> [What is expected]:
Reproduce each of the lines below without changing anything.

> [Input records]:
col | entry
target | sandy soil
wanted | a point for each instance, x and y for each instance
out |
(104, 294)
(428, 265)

> [Solution for this task]:
col | entry
target | sandy soil
wanted | a point for each instance, x and y for each instance
out |
(104, 294)
(428, 265)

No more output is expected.